**Extracted text:**
** START **

# A small CVPC pipe compatibility problem ??



## cda (May 27, 2018)

https://www.dallasnews.com/news/inv...er-hotel-round-clock-fire-watch-guests-warned


----------



## tmurray (May 28, 2018)

Good reinforcement to always double check the acceptable materials on the fire stopping design.


----------



## ICE (May 28, 2018)

tmurray said:


> Good reinforcement to always double check the acceptable materials on the fire stopping design.


Yes...and there’s more to the story than just compatibility of the materials.  The plans almost never identify fireblock material.  I always ask the architect to be specific.  Quite often that takes a while.  I don't know why a contractor would simply go to Home Depot and look for the least expensive fireblock and call it good.  Sometimes they ask what I will accept.  I reply that the one specified on the plans is okay with me.

Then there's the contractor that tells me that if it's not on the plans, it's not required.  It is never a surprise because by the time we get to fire-stopping that contractor has already been exposed.


----------



## Phil (May 28, 2018)

I'm curious, is CPVC allowed in a building of this size? Wikipedia says it has 19 floors.


----------



## ICE (May 28, 2018)

Phil said:


> I'm curious, is CPVC allowed in a building of this size? Wikipedia says it has 19 floors.


I was curious about that as well.  The first time that I encountered plastic sprinkler pipe I thought it was a typo.  But no....it’s legit....melts in a fire but costs a lot less....as it should.

Plastic is a gamble.  When Sonic Care toothbrushes came on the market I purchased one from my dentist. Two months later the case cracked.  I returned it to the dentist and he replaced it.  Some months later it happened again.  The dentist accused me of abusing the toothbrush and said that he would not replace it a third time.  When the third toothbrush cracked I contacted Sonic Care.  The first question was what toothpaste do I use.  The answer was Arm&Hammer baking soda toothpaste.  I was told that the toothpaste was destroying the plastic.  Sonic Care replaced the toothbrush and I switched to another brand of toothpaste.

** END **

**Items:**
** START **

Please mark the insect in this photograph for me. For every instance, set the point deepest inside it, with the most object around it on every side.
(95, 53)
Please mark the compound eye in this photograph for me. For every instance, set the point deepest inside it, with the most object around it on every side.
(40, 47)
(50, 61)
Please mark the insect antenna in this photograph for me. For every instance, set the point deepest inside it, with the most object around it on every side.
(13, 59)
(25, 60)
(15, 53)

** END **
** START **

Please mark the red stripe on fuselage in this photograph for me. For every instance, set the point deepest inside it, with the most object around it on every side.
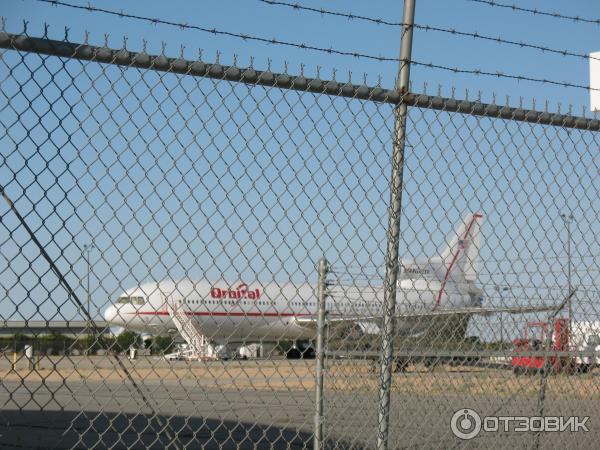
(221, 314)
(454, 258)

** END **

**What is asked:**
1. List the usernames of everyone who posts in the CPVC pipe thread.
2. Pick up the CPVC pipe thread after its final post and write the next reply.

**The answers:**
1. cda, tmurray, ICE, Phil

2.
----------



## cda (May 28, 2018)

Phil said:


> I'm curious, is CPVC allowed in a building of this size? Wikipedia says it has 19 floors.



Yes 

It normally can be used for light hazard, which apartments are.

Normally covered by sheetrock

There is just a long list of in compatible materials with CVPC, that is ignored and other trades do not know about.

So pipe is installed and other various materials are applied to it, in places.


----------



## tmurray (May 28, 2018)

What about the other point in the article?

Do building occupants have a right to know when there are unsafe conditions? Is it the owner's responsibility to tell them?

Seems like a big 180 from the buyer beware we typically see...


----------



## steveray (May 29, 2018)

The FD is buying the liability by making all that money on fire watch.....The building either needs to be safe or shut down until it is. The FD thinks they are equivalent and hopefully nothing happens...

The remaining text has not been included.